* _INSTRUCTION_
Please lay out all of the data below as a two-column CSV with the headers input and output, each row pairing one input with its output. Put each value in a single quoted field with line breaks turned into spaces, and leave the pictures out.

* _SUPPLIED RECORDS_
************

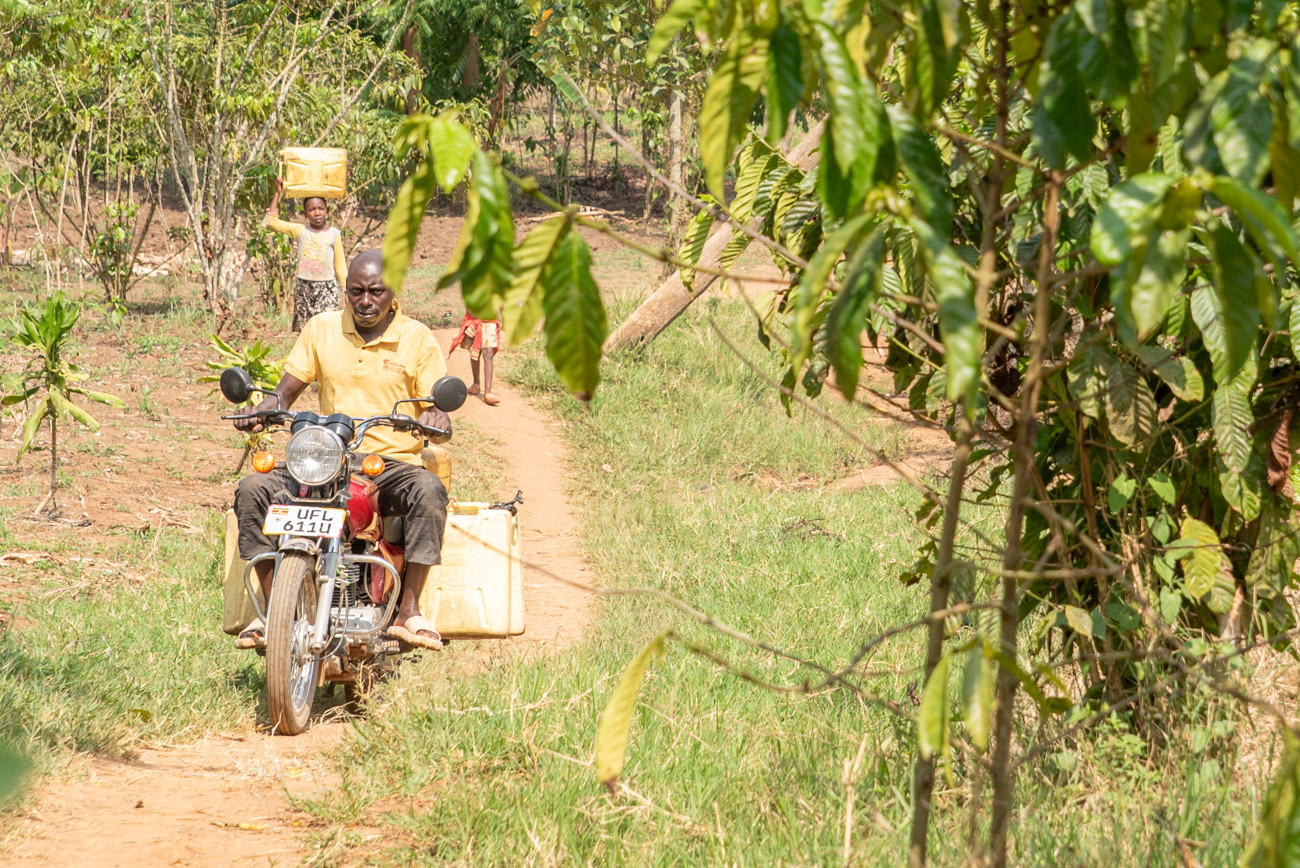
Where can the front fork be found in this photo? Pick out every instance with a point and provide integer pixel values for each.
(326, 576)
(326, 571)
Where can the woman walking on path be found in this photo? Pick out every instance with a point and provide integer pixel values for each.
(480, 337)
(321, 268)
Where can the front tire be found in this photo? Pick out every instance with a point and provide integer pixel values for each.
(291, 668)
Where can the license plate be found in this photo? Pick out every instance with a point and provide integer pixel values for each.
(304, 521)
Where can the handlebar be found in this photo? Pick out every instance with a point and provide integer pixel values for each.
(398, 421)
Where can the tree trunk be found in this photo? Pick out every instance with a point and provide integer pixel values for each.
(53, 463)
(666, 303)
(940, 584)
(408, 50)
(676, 170)
(471, 77)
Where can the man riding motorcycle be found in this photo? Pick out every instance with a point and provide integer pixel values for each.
(365, 357)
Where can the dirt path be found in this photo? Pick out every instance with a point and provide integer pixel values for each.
(221, 802)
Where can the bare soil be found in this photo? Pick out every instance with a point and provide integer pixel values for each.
(224, 801)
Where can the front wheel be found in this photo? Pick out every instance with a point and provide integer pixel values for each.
(291, 668)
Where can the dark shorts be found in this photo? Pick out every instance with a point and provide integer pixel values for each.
(404, 490)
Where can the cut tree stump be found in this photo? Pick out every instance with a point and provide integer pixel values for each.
(666, 303)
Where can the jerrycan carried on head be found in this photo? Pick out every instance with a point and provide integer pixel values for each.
(313, 172)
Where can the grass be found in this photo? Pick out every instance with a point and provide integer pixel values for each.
(113, 654)
(492, 764)
(685, 481)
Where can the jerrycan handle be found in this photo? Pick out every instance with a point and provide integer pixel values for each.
(510, 504)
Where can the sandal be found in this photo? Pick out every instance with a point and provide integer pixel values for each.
(411, 633)
(252, 637)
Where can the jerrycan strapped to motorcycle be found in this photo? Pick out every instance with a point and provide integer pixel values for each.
(315, 172)
(477, 591)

************

* _SOLUTION TO THIS EXERCISE_
input,output
"Where can the front fork be found in this photo? Pick out every instance with a point and provide integer pixel values for each.","(326, 576) (326, 571)"
"Where can the woman walking on path be found in this photo? Pick out every instance with a point and provide integer pixel values for each.","(480, 337) (321, 268)"
"Where can the front tire be found in this photo? Pick out every instance with a point and provide integer pixel values for each.","(291, 668)"
"Where can the license plate be found in this photo? Pick out every instance with a point and provide integer pixel values for each.","(304, 521)"
"Where can the handlebar be found in this photo? Pick out every instance with a point and provide integer pixel values for each.","(398, 421)"
"Where can the tree trunk be found in this photo? Pick out every instance with a point and provide integer pixel values for each.","(53, 463) (666, 303) (940, 584) (408, 50) (676, 170) (471, 77)"
"Where can the man riding motorcycle be found in this photo? Pick out every instance with a point and provide integer pixel values for each.","(365, 357)"
"Where can the dirt path be found in this photo? Pick out every instance with a point and provide integer pixel values for each.","(221, 802)"
"Where can the bare soil be found in this photo? Pick out every instance with a point and provide integer pixel values for each.","(224, 801)"
"Where can the front wheel be found in this photo? Pick out every instance with a point and provide integer pixel values for each.","(291, 668)"
"Where can the dark shorts be found in this photo? Pick out every instance with a point and provide integer pixel values for each.","(404, 490)"
"Where can the cut tree stump be found in this photo? Pick out every instance with a point and provide integer pixel values for each.","(666, 303)"
"Where can the jerrycan carried on head be found in this photo? Pick out every instance with a point and provide integer pixel values for each.","(313, 172)"
"Where can the grass be found in this photo? Pick out every instance with a point and provide integer pixel values for each.","(113, 654) (492, 764) (685, 481)"
"Where can the jerrycan handle be found in this photo? Pick out every instance with a point and provide integer pixel values for each.","(510, 504)"
"Where can the sandal be found in this photo? Pick out every instance with a point and provide integer pixel values for each.","(411, 633) (252, 637)"
"Where can the jerrycan strapped to motorcycle be found in this photo? Pick out every instance with a point and provide integer pixel values for each.","(315, 172) (477, 591)"